GIVEN INSTRUCTION:
Images should be left out, and everything else in the listing reproduced exactly.

MATERIAL PROVIDED:
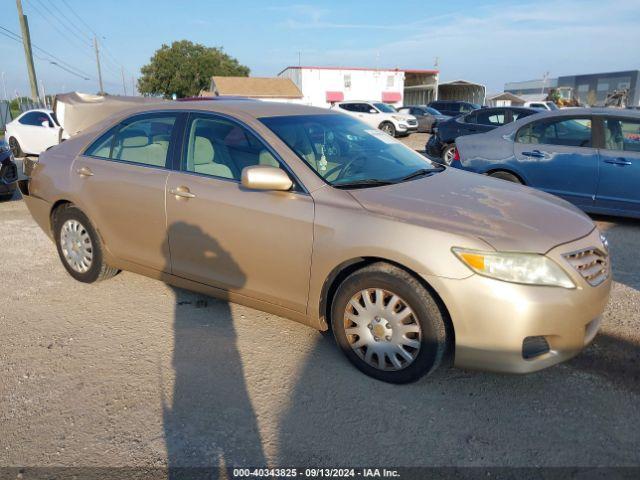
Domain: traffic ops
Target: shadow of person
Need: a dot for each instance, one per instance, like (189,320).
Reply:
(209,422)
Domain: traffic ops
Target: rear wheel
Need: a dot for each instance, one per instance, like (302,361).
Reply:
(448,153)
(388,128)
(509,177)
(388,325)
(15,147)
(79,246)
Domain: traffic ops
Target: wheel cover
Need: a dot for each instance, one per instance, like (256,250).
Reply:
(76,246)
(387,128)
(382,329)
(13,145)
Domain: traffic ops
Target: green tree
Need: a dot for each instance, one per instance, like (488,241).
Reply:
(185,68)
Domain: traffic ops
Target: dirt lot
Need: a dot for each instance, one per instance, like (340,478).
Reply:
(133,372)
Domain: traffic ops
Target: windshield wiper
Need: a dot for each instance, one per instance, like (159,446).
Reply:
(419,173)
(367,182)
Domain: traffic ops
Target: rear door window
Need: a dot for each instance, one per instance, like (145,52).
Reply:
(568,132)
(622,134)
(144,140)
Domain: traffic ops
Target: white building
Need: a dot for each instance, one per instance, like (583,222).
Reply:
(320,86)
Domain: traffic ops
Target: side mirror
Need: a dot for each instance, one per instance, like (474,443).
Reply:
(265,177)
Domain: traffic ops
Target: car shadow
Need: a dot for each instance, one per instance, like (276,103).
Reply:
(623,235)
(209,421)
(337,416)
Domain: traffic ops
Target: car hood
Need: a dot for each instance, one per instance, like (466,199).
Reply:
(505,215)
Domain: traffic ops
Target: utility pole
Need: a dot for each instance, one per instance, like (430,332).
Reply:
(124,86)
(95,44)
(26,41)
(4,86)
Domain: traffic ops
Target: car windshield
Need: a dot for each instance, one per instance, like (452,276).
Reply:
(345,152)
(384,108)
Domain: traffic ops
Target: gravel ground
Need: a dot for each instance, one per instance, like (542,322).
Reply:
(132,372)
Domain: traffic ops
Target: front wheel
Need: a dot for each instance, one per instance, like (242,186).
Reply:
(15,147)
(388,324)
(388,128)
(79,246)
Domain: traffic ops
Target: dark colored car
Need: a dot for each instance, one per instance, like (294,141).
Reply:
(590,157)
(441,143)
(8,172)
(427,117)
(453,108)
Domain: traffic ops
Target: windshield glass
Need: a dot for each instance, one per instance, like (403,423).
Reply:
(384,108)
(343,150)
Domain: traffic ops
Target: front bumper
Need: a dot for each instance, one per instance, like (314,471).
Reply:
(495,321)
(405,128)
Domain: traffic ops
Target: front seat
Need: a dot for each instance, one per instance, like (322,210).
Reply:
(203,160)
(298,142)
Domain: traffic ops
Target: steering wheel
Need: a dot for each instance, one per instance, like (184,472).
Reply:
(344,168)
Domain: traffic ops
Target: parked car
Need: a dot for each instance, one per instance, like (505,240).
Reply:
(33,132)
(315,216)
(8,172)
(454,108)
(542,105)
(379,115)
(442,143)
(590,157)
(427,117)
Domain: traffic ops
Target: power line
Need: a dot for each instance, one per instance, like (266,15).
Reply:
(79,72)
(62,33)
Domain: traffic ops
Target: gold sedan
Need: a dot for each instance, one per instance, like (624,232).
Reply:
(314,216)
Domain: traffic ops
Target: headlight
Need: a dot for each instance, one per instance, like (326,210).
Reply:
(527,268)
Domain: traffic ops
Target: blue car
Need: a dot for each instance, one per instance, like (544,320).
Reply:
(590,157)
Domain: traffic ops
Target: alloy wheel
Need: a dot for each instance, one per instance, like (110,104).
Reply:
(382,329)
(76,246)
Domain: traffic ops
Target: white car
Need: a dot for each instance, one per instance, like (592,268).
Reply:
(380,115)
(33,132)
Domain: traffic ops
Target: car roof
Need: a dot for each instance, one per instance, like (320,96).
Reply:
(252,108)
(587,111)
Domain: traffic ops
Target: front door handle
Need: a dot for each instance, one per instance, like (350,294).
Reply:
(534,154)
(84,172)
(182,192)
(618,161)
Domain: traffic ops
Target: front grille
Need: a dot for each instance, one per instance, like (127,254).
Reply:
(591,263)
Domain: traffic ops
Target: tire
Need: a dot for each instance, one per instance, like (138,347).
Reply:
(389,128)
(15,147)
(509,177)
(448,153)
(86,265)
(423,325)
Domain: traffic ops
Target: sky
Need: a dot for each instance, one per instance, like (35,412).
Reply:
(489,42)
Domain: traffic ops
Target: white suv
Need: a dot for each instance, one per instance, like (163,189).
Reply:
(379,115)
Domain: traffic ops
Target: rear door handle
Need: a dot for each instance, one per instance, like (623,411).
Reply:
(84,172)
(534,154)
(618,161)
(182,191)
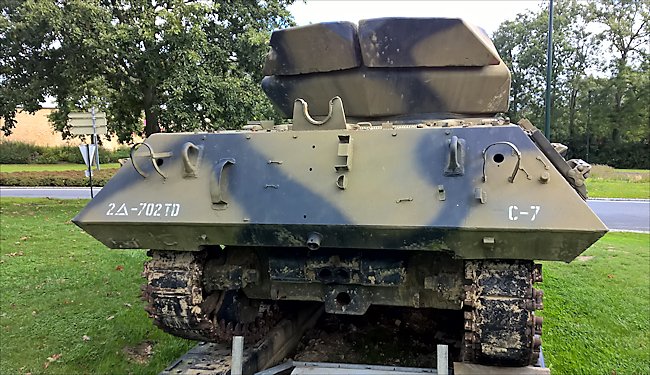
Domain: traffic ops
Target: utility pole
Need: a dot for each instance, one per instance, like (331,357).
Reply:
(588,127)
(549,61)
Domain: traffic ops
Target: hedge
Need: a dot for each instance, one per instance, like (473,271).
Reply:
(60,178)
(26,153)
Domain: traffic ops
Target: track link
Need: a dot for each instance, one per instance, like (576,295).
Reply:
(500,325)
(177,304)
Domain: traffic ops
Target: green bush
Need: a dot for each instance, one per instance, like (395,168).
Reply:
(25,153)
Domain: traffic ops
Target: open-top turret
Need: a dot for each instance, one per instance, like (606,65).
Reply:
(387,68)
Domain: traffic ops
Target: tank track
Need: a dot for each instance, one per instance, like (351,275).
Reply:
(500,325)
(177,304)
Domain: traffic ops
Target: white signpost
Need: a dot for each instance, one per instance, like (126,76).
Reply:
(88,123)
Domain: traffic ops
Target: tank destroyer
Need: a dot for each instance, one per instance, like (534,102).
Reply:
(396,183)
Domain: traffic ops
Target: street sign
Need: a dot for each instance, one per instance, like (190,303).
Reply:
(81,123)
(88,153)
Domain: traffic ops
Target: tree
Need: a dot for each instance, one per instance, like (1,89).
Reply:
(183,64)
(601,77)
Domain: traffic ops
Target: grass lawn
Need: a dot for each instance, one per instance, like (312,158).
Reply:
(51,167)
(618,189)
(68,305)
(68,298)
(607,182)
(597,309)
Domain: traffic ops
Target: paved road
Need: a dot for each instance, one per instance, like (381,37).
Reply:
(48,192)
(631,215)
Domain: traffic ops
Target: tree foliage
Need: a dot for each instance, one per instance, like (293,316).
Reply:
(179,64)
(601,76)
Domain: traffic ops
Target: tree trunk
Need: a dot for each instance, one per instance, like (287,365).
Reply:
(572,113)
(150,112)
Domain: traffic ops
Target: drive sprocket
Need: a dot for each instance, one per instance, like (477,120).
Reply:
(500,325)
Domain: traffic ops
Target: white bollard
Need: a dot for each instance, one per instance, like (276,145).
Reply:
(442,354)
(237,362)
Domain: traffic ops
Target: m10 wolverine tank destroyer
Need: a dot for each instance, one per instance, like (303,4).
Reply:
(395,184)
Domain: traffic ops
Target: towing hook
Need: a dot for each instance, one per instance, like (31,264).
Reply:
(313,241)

REPLY:
Domain: traffic ops
Target: shadow of person
Need: a dot for each instance, one per instance, like (189,320).
Reply:
(209,422)
Domain: traffic ops
Target: rear wheel
Need: a dot for each instance, one per instance, like (302,361).
Reply:
(448,153)
(388,128)
(509,177)
(388,325)
(15,147)
(79,246)
Domain: traffic ops
Target: wheel cover
Need: a dot for each instance, one per instance, like (256,250).
Reply:
(76,246)
(387,128)
(382,329)
(13,145)
Domain: traffic ops
Target: green tree
Need: a dot for each instance, one per instance, like (488,241).
Reply:
(185,68)
Domain: traffic ops
Target: dirt lot
Need: a dot for each instance, one per instance, like (340,478).
Reply:
(133,372)
Domain: traffic ops
Target: windshield wiper
Need: a dot for each instance, one per instance, like (159,446).
Reply:
(419,173)
(367,182)
Domain: traffic ops
Target: rear door window
Need: a dot for each instance, one per instance, like (145,52).
Reply:
(568,132)
(622,134)
(144,140)
Domain: traffic ops
Target: white building
Need: a dot for each instance, one per instance, like (583,222).
Reply:
(320,86)
Domain: traffic ops
Target: side mirror
Need: a dot for each instance, one per instance, like (474,443).
Reply:
(265,177)
Domain: traffic ops
Target: car shadow
Need: a dot for each instance, one per instance, like (276,103).
Reply:
(623,235)
(209,421)
(337,416)
Domain: traffic ops
Target: car hood
Need: a dot for each instance, one per instance, like (466,199).
Reply:
(505,215)
Domain: traffic ops
Target: utility pole
Need: a dot for each instance, one per instance, like (430,332).
Reply:
(124,86)
(95,44)
(26,41)
(4,86)
Domain: traffic ops
Target: car windshield
Need: a dot for each instance, one per instance, like (452,276).
Reply:
(345,152)
(384,108)
Domain: traffic ops
Target: gravel ground
Need: a dot for each instance, one per instance, like (542,322).
Reply:
(132,372)
Domain: traffic ops
Target: front wheel
Need: a dot for each instance, one per instance, like (242,186).
Reply:
(15,147)
(388,324)
(388,128)
(79,246)
Domain: traffic ops
Target: dark colored car
Need: a dot for each instance, one per instance, like (294,141).
Reply:
(590,157)
(441,143)
(8,172)
(427,117)
(453,108)
Domain: traffic ops
Target: windshield glass
Need: a dot for each instance, one per instance, like (403,423).
Reply:
(384,108)
(343,150)
Domain: traffic ops
Target: front bumper
Need: a dot for each instance, one per instance, like (314,471).
Reply:
(495,321)
(405,128)
Domain: traffic ops
Target: front seat
Need: a dot for each instance, one per instance, like (322,210).
Reply:
(203,160)
(298,142)
Domain: traffic ops
Target: steering wheel
Need: a dot for each instance, one per instance, like (184,472).
Reply:
(344,168)
Domain: traffic ops
Target: parked car
Need: a dot for each instance, one per instance, like (505,240).
Reply:
(33,132)
(315,216)
(8,172)
(454,108)
(542,105)
(379,115)
(442,143)
(590,157)
(427,117)
Domain: traffic ops
Target: power line
Need: a dot for each instance, one per instance, like (266,15).
Reply:
(79,72)
(62,33)
Domain: traffic ops
Target: gold sedan
Need: a dot for each instance, one per instance, like (624,232).
Reply:
(314,216)
Domain: traffic ops
Target: headlight
Need: a dot for each instance, one per instance, like (326,210).
Reply:
(527,268)
Domain: traffic ops
Target: blue car
Need: a dot for each instance, one per instance, like (544,320).
Reply:
(590,157)
Domain: traffic ops
Target: alloy wheel
Need: a dot for each instance, one per instance, like (110,104).
Reply:
(382,329)
(76,246)
Domain: traffic ops
Target: white car
Need: a dot for each instance, one per instance, like (592,268).
Reply:
(380,115)
(33,132)
Domain: traffic ops
Target: car roof
Need: a dot for each instance, one per instance, like (320,96).
Reply:
(252,108)
(587,111)
Domain: traffic ops
Target: front door handle
Need: a dot for each instance, one per instance, like (350,294).
Reply:
(534,154)
(84,172)
(182,192)
(618,161)
Domain: traffic ops
Target: front grille
Need: a dot for each instance, one per instance, like (127,254).
Reply:
(591,263)
Domain: traffic ops
Target: tire
Need: a dot for each instance, one per instance, like (138,347).
Reply:
(389,128)
(15,147)
(509,177)
(448,153)
(86,265)
(423,325)
Domain: traffic ops
Target: sky
Need: a dot for each instance, one per instance, like (35,412).
Reply:
(489,42)
Domain: traffic ops
Target: white suv
Need: a dot for each instance, one per instance, like (163,189).
Reply:
(379,115)
Domain: traffic ops
Target: rear door handle
Need: a dot for each instance, one per instance, like (623,411).
Reply:
(84,172)
(534,154)
(618,161)
(182,191)
Domain: traffic ops
Target: utility pole
Need: a dot for each instance, one per instance, like (331,357).
Reply:
(588,127)
(549,61)
Domain: traffic ops
Target: hedge
Need: a dot for each instance, one per instance, like (473,271).
Reply:
(60,178)
(26,153)
Domain: traffic ops
Target: track link
Need: a dot for each instance, one per instance, like (576,295).
Reply:
(500,325)
(177,304)
Domain: traffic ops
Target: green bush
Need: a dot for each instance, one per instance, like (395,168).
Reply:
(25,153)
Domain: traffic ops
Target: open-top turret
Need: a dot for each instance, one per instance, like (606,65).
Reply:
(387,68)
Domain: traffic ops
Target: tank track
Need: a dot for each instance, one per instance, like (351,275).
Reply:
(500,325)
(177,304)
Domain: traffic ops
Target: white signpost
Need: a dot for each instance, one per instance, like (126,76).
Reply:
(88,123)
Domain: traffic ops
Target: tank destroyer
Need: a dot for each instance, one per instance, like (534,102).
Reply:
(396,183)
Domain: traffic ops
Target: street sign
Need: a dot for each instance, one per instance, like (190,303).
Reply:
(81,123)
(88,153)
Domain: traffic ops
Target: tree
Need: a dot for each instance, one per instance, like (1,89).
Reply:
(183,64)
(601,77)
Domain: traffic ops
Target: grass lawn
Need: a dot for each instance, one per instance, like (312,158).
Reply:
(51,167)
(618,189)
(68,305)
(68,298)
(607,182)
(597,309)
Domain: traffic ops
Target: paved road
Need: a dot for each instance, one per instance, like (381,37).
Reply:
(48,192)
(631,215)
Domain: traffic ops
Target: tree foliage
Need: a dot for each instance, one per instance, like (293,316).
Reply:
(179,64)
(601,76)
Domain: traffic ops
Target: tree trunk
Need: a dot for each instance, one per instance, like (287,365).
Reply:
(572,113)
(150,112)
Domain: traffic ops
Target: drive sprocket
Need: a dot for each instance, one per instance, like (477,120).
Reply:
(500,325)
Domain: traffic ops
Target: white bollard
Need: a dot for each instance, one per instance, like (276,145).
Reply:
(442,354)
(237,362)
Domain: traffic ops
Target: m10 wolverine tank destroyer
Need: a dot for each instance, one per instance, like (303,4).
Reply:
(395,184)
Domain: traffic ops
Target: towing hook
Need: a dot for each instance, one per instance, like (31,264).
Reply:
(313,241)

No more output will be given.